▸ **What is expected**
Reproduce every record exactly as written.

▸ **Supplied records**
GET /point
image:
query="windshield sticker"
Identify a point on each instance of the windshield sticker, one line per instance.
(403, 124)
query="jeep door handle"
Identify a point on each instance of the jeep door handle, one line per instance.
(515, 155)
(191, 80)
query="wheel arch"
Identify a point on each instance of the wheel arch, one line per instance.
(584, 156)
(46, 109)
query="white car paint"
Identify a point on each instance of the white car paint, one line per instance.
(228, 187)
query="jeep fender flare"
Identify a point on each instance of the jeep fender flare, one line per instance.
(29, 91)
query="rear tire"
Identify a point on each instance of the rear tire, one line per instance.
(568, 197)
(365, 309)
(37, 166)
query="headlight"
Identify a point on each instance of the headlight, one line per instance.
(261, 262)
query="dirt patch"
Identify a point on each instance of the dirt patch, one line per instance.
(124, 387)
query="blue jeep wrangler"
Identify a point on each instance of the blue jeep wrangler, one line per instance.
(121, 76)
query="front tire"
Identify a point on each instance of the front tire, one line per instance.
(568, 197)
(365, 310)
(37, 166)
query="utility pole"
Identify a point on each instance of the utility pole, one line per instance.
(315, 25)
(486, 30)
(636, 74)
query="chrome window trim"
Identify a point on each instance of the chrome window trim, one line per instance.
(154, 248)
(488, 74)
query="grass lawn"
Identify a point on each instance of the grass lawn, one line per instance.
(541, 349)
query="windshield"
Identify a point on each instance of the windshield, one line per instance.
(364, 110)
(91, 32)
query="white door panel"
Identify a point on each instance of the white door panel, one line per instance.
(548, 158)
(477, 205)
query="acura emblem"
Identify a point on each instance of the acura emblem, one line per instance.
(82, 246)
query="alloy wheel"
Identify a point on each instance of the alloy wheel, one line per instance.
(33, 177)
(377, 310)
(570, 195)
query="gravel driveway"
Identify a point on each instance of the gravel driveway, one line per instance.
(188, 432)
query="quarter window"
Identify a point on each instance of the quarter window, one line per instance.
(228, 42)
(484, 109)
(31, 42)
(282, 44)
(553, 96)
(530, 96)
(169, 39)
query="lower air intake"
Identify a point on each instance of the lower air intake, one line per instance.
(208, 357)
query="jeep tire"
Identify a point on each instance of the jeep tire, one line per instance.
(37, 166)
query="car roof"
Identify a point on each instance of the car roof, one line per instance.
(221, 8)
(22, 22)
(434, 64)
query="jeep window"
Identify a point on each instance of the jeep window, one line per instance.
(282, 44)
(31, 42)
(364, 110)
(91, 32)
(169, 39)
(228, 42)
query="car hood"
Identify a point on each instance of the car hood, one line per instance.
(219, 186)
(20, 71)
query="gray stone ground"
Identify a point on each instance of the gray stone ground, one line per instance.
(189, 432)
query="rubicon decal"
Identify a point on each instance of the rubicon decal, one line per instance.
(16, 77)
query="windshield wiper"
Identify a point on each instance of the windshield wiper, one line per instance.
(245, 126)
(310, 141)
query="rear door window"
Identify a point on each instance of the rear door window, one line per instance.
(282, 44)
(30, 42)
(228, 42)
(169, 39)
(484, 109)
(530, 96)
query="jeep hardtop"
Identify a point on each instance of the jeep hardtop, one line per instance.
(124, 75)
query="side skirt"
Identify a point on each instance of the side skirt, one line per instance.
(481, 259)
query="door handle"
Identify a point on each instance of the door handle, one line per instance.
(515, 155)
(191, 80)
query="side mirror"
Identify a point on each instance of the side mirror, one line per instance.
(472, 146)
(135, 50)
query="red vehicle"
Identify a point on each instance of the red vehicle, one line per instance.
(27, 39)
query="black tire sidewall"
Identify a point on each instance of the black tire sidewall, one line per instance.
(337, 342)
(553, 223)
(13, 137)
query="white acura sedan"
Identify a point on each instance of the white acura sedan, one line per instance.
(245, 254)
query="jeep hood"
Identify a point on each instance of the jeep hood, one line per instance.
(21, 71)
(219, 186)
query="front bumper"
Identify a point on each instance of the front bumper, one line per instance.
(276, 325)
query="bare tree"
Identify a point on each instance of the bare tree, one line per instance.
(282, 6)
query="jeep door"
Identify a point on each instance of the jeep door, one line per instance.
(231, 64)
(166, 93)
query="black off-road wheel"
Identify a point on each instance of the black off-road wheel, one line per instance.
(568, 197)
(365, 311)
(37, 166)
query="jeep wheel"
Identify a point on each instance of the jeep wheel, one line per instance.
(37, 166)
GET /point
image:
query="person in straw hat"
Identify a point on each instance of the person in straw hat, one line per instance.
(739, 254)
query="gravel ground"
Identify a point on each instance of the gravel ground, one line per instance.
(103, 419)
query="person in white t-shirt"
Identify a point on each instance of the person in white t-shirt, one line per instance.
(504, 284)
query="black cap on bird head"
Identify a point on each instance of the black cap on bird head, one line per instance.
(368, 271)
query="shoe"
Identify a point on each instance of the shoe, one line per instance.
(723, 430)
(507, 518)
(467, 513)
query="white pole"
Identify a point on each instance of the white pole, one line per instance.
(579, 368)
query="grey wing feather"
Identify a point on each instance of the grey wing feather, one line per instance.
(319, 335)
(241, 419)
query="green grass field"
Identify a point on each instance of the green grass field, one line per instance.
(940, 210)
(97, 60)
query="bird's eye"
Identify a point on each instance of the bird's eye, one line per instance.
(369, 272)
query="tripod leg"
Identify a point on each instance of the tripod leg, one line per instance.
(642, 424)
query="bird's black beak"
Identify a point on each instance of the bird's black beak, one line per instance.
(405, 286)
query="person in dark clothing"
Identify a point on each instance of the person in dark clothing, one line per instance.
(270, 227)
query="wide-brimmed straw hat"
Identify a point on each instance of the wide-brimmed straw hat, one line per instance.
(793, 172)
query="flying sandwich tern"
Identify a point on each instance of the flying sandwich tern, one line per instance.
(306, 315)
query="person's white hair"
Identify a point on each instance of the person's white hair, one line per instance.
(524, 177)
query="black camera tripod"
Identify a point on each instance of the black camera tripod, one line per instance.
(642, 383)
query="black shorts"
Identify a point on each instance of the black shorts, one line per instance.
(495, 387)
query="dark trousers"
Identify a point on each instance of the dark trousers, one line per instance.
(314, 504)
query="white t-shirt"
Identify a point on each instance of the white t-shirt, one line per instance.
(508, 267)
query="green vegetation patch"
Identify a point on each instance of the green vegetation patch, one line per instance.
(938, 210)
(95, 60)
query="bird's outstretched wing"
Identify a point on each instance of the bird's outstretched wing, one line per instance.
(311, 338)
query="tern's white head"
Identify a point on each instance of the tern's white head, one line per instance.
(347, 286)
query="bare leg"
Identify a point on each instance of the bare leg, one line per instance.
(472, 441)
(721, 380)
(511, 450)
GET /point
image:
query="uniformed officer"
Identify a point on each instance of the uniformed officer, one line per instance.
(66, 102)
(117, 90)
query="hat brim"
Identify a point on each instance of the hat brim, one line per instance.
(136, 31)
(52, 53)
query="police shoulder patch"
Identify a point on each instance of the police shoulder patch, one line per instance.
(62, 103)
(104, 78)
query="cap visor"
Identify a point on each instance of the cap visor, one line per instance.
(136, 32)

▸ **Written solution**
GET /point
image:
query="windshield sticker"
Identify a point on each instance of the windshield sticker, one line per instance.
(403, 124)
query="jeep door handle"
Identify a point on each instance of the jeep door handle, one line per instance.
(515, 155)
(191, 80)
query="wheel arch"
Identify a point on each instance of the wheel arch, one line per instance.
(584, 156)
(46, 109)
query="white car paint"
Identify a point on each instance of the white car paint, one line per instance.
(228, 187)
query="jeep fender flare"
Identify a point on each instance of the jeep fender flare, one line per instance.
(29, 91)
query="rear tire"
Identify a point on each instance of the rear tire, one line per instance.
(568, 197)
(365, 309)
(37, 166)
query="headlight"
Identify a point on each instance of the headlight, one line per instance.
(261, 262)
query="dirt patch"
Identify a point on each instance of the dirt patch, one line per instance.
(124, 387)
query="blue jeep wrangler"
Identify a point on each instance of the blue jeep wrangler, one line per instance.
(121, 76)
query="front tire"
Identify a point on each instance of the front tire, one line per instance.
(568, 197)
(365, 310)
(37, 166)
query="utility pole"
Identify a point on each instance of the utility pole, one line per instance.
(315, 25)
(486, 30)
(636, 74)
query="chrome window trim"
Identify a point on each instance of the chrome window trim, one line per instance.
(154, 248)
(488, 74)
query="grass lawn"
Identify a point on each instance of the grass lawn, one line per instance.
(541, 349)
query="windshield"
Identify a point on each instance of the windshield, one line per instance.
(364, 110)
(91, 32)
query="white door panel"
Identify a point on each instance of the white door panel, one line per instance.
(548, 158)
(477, 205)
query="acura emblem"
Identify a point on each instance of the acura emblem, one line per instance.
(82, 246)
query="alloy wheel"
Identify a point on each instance of the alloy wheel, one line per instance.
(33, 177)
(377, 310)
(570, 195)
query="gravel driveway"
Identify a point on each instance of the gravel driveway, one line per instance.
(188, 432)
query="quarter window"
Identify a point on each instance of the quarter window, one line per instance.
(228, 42)
(484, 109)
(31, 42)
(282, 44)
(553, 96)
(530, 96)
(169, 39)
query="lower air intake"
Identify a point on each instance of the lower air intake, one line per instance.
(208, 357)
query="jeep tire"
Identify a point on each instance of the jeep tire, one line per instance.
(37, 166)
query="car roof"
Identify a point on each instance of the car roof, one line per instance.
(221, 8)
(22, 22)
(434, 64)
query="jeep window"
Identify a point on each instance of the jeep window, one line per instance.
(282, 44)
(31, 42)
(364, 110)
(91, 32)
(169, 39)
(228, 42)
query="car hood"
Identify a point on each instance of the car hood, one line per instance.
(219, 186)
(20, 71)
query="gray stone ground"
Identify a point on each instance of the gray stone ground, one line per instance.
(189, 432)
query="rubicon decal"
Identify a point on each instance of the rubicon decal, one line per instance.
(16, 77)
query="windshield wiper"
Identify a point on each instance of the windshield wiper, one line per instance.
(245, 126)
(310, 141)
query="rear door window"
Identify a point on each instance of the rear door window, one line per instance.
(282, 44)
(30, 42)
(228, 42)
(169, 39)
(484, 109)
(530, 96)
query="jeep hardtop"
Identify a point on each instance of the jeep hardtop, one line per instance.
(124, 75)
query="side skirt"
Identify a point on each instance of the side skirt, one line per instance.
(481, 259)
query="door handle"
Identify a point on each instance of the door handle, one line per instance.
(515, 155)
(191, 80)
query="side mirror"
Identify a point on each instance of the side mirror, one line per instance.
(472, 146)
(135, 50)
query="red vehicle"
Identify a point on each instance of the red vehicle, one line per instance.
(27, 39)
query="black tire sidewall"
Identify a point on each instance of the black tire sidewall, one line per instance.
(337, 342)
(553, 223)
(13, 137)
query="white acura sedan"
Identify a point on each instance of the white acura sedan, one line per instance.
(245, 254)
query="jeep hood"
Identify a point on each instance of the jeep hood, one line per instance.
(21, 71)
(219, 186)
query="front bumper"
Identify a point on each instance of the front bumper, one line per instance.
(276, 325)
query="bare tree"
Identify a point on each instance of the bare tree, one line per instance.
(282, 6)
query="jeep door"
Identify a point on each instance of the jeep door, one line per instance.
(231, 64)
(166, 93)
query="black off-road wheel"
Identify a point on each instance of the black off-road wheel, one line per instance.
(568, 197)
(365, 311)
(37, 166)
query="jeep wheel"
Identify a point on each instance of the jeep wheel, one line per instance.
(37, 166)
GET /point
image:
query="person in straw hat"
Identify a point on each instance of the person in straw hat, one line per instance.
(739, 254)
query="gravel ground"
Identify a point on each instance of the gravel ground, one line per instance.
(103, 419)
query="person in white t-shirt"
Identify a point on each instance of the person in white t-shirt, one line per instance.
(504, 284)
query="black cap on bird head"
Identify a point on each instance of the black cap on bird head, one line per instance.
(368, 271)
query="shoe"
Identify a point on each instance of the shoe, one line per instance.
(723, 430)
(507, 518)
(467, 513)
query="white pole"
Identify a point on each instance of the white pole, one line per instance.
(579, 368)
query="grey wing feather"
Identify a point on each instance of the grey wing feather, one line per instance.
(319, 335)
(241, 419)
query="green grass field"
Identify a point on each instance of the green grass field, one line per instance.
(940, 210)
(97, 60)
query="bird's eye"
Identify a point on each instance of the bird's eye, one line per instance.
(369, 272)
query="tripod leg"
Identify a point on each instance of the tripod leg, one line per instance.
(642, 424)
query="bird's black beak"
Identify a point on each instance of the bird's black beak, one line per instance.
(405, 286)
query="person in dark clothing"
Identify a point on each instance of the person in dark clothing, one line per instance.
(270, 227)
query="wide-brimmed straw hat"
Identify a point on each instance of the wide-brimmed straw hat, one line per instance.
(793, 172)
query="flying sandwich tern"
Identify a point on each instance of the flying sandwich tern, one line per instance.
(306, 315)
query="person's white hair"
Identify a point on each instance of the person's white hair, one line per instance.
(524, 177)
query="black camera tripod"
Identify a point on each instance of the black camera tripod, one line per instance.
(642, 383)
query="black shorts"
Identify a point on each instance of the black shorts, one line per instance.
(495, 387)
query="dark trousers"
Identify a point on each instance of the dark trousers, one line per instance.
(314, 504)
query="white t-shirt"
Identify a point on each instance of the white t-shirt, one line per instance.
(508, 267)
query="green vegetation patch"
Identify a point on each instance of the green vegetation patch, one line per instance.
(938, 210)
(95, 60)
query="bird's outstretched wing"
Identify a point on each instance of the bird's outstretched wing, one line per instance.
(311, 338)
query="tern's white head"
Identify a point on each instance of the tern's white head, one line per instance.
(347, 286)
query="bare leg"
Identify a point on each instance of the bare leg, one line per instance.
(472, 441)
(721, 380)
(511, 450)
GET /point
image:
query="uniformed officer"
Identify a point on each instance of the uniformed officer, one line per instance.
(66, 102)
(117, 90)
query="hat brim"
Identify a point on each instance of the hat brim, one line per instance.
(136, 31)
(52, 53)
query="police shoulder patch"
Identify a point on each instance of the police shoulder patch, one line per instance.
(62, 103)
(104, 78)
query="cap visor"
Identify a point on each instance of the cap visor, one line per instance.
(136, 32)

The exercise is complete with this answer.